WORK TO COMPLETE: Return, exactly, the line that contains "The answer SHOULD provide one point per instance of the dirt" together with all lines after it to the end of the entries, and no further lines.

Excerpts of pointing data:

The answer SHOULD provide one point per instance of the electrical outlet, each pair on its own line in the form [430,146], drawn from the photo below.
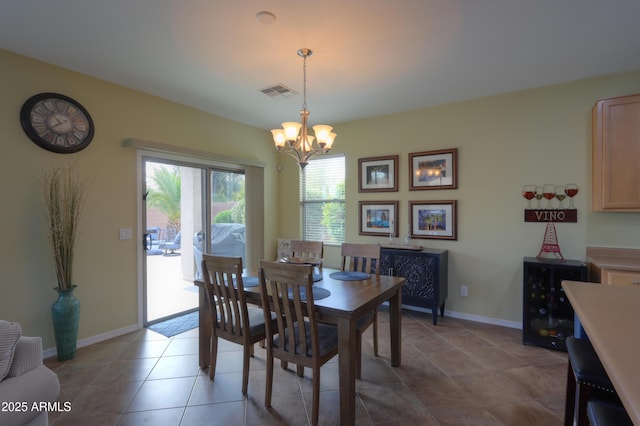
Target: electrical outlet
[125,233]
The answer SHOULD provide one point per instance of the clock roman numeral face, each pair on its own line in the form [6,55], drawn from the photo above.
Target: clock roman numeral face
[57,123]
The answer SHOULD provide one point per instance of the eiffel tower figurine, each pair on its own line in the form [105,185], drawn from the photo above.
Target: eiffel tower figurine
[550,247]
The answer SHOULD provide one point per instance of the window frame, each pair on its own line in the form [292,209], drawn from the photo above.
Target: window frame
[306,201]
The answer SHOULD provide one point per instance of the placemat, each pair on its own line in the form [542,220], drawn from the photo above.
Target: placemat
[247,282]
[349,276]
[318,293]
[253,281]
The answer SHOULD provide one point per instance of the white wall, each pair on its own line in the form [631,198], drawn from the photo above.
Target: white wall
[105,267]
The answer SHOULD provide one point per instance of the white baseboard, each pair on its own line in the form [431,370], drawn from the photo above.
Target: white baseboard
[470,317]
[51,352]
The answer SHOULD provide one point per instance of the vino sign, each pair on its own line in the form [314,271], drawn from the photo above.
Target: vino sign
[551,215]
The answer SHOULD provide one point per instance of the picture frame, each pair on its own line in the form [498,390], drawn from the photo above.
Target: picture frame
[378,174]
[436,220]
[433,169]
[378,218]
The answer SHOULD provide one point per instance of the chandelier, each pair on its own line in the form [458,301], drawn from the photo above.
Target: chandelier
[294,138]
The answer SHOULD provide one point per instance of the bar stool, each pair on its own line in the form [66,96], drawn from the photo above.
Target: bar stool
[602,413]
[586,377]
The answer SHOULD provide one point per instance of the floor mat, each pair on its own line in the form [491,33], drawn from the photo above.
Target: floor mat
[176,325]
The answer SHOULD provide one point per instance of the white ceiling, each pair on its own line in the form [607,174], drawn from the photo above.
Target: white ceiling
[371,57]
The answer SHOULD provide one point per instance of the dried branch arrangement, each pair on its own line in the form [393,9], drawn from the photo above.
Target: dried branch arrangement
[63,195]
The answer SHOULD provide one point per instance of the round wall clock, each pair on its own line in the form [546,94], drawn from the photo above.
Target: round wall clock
[56,123]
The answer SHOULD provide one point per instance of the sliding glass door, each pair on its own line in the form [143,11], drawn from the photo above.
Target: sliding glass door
[189,209]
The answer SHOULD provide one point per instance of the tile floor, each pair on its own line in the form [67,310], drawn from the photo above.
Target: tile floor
[456,373]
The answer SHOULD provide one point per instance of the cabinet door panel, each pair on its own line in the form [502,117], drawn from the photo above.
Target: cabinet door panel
[618,277]
[420,276]
[616,154]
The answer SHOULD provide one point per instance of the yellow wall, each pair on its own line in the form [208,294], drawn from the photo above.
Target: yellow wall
[528,137]
[534,136]
[105,267]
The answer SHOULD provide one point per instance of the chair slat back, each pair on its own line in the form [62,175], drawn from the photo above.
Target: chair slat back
[301,248]
[228,307]
[361,258]
[281,287]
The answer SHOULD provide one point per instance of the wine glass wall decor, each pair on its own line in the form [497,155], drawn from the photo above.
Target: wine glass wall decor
[550,205]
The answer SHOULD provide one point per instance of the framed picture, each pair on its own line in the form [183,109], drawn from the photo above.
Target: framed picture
[433,219]
[378,174]
[378,218]
[433,169]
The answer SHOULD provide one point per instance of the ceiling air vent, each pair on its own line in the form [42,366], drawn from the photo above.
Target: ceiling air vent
[279,91]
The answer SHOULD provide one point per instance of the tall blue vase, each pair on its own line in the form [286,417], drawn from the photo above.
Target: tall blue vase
[65,313]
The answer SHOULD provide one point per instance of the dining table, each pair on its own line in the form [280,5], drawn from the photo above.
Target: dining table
[610,315]
[344,300]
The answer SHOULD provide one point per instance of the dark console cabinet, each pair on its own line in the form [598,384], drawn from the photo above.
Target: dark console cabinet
[425,272]
[547,315]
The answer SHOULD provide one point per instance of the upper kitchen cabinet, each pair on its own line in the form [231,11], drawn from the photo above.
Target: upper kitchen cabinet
[616,154]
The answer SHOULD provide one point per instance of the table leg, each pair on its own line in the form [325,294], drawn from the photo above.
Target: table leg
[395,325]
[204,329]
[347,369]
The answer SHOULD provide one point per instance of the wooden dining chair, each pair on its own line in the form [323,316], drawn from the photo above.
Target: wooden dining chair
[363,258]
[302,248]
[232,319]
[297,336]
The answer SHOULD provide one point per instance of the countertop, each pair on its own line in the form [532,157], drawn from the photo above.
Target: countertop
[610,316]
[614,258]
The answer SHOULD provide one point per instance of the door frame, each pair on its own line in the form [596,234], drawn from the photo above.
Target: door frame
[180,160]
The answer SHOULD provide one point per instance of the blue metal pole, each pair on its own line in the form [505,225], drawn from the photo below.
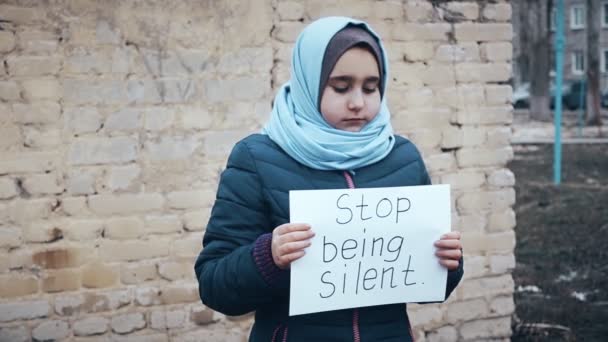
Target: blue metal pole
[559,73]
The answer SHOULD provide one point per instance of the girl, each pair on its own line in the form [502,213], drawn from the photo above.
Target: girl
[329,129]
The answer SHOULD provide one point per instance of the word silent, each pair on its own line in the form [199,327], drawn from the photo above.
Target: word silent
[383,208]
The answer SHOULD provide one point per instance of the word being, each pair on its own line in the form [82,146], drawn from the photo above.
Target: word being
[366,279]
[351,248]
[384,208]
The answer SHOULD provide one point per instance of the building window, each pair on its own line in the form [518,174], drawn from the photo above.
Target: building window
[605,14]
[578,62]
[577,17]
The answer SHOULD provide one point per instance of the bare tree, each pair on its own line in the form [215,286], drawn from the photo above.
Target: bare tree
[537,26]
[593,63]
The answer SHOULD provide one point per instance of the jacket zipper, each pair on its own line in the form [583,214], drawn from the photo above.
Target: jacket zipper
[356,335]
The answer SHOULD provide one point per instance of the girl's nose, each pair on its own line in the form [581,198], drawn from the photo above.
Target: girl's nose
[356,102]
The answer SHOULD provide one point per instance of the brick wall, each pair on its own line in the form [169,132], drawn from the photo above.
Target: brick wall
[117,117]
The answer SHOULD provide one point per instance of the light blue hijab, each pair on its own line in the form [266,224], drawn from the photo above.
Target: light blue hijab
[296,123]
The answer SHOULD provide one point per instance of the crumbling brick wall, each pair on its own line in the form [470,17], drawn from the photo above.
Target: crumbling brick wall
[116,118]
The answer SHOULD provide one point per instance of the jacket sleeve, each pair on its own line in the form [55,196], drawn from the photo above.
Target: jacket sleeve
[235,270]
[454,276]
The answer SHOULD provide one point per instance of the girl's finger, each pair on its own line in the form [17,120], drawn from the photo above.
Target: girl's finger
[453,244]
[454,254]
[449,264]
[291,227]
[451,235]
[292,247]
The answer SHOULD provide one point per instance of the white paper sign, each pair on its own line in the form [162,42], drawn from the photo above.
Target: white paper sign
[371,246]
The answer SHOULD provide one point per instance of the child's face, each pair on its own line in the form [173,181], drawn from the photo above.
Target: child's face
[351,97]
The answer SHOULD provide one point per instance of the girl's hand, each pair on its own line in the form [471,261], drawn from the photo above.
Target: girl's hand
[449,250]
[288,243]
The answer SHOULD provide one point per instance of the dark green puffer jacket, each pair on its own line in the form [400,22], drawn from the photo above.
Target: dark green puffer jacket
[235,270]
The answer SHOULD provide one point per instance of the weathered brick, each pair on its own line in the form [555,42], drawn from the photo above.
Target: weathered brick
[21,14]
[36,113]
[191,199]
[128,323]
[172,148]
[180,293]
[176,270]
[467,310]
[240,89]
[133,250]
[498,94]
[468,157]
[443,334]
[61,257]
[122,177]
[187,247]
[483,72]
[497,52]
[41,89]
[486,287]
[484,329]
[14,285]
[498,136]
[135,273]
[81,120]
[147,296]
[84,91]
[7,41]
[38,42]
[171,319]
[61,280]
[462,52]
[440,162]
[8,189]
[418,11]
[41,137]
[10,135]
[483,32]
[74,206]
[195,118]
[98,275]
[501,178]
[502,263]
[24,310]
[425,315]
[486,200]
[464,180]
[91,326]
[43,231]
[497,12]
[417,32]
[465,10]
[45,184]
[10,237]
[51,330]
[162,224]
[102,151]
[125,204]
[196,220]
[35,66]
[9,90]
[123,228]
[15,334]
[25,211]
[500,221]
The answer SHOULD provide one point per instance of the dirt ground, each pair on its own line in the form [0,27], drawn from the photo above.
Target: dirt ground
[561,275]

WRITTEN RESPONSE:
The answer SHOULD provide one point per instance of the dirt ground, each pair on its own line in the form [0,27], drawn from the photo above.
Target: dirt ground
[561,275]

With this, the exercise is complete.